Brief: Reproduce each line of the following material verbatim, preserving its original order.

Recorded information:
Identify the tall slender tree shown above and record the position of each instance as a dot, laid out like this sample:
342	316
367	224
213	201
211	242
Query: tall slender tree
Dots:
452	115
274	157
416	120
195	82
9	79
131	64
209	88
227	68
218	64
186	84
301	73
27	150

Complete response:
Identify the tall slender tree shown above and record the position of each instance as a dot, laid out like this sample:
342	316
367	224
213	201
211	242
Query: tall slender tree
Dots:
452	115
274	157
416	120
195	82
9	79
131	64
209	88
227	68
218	64
186	84
301	73
27	150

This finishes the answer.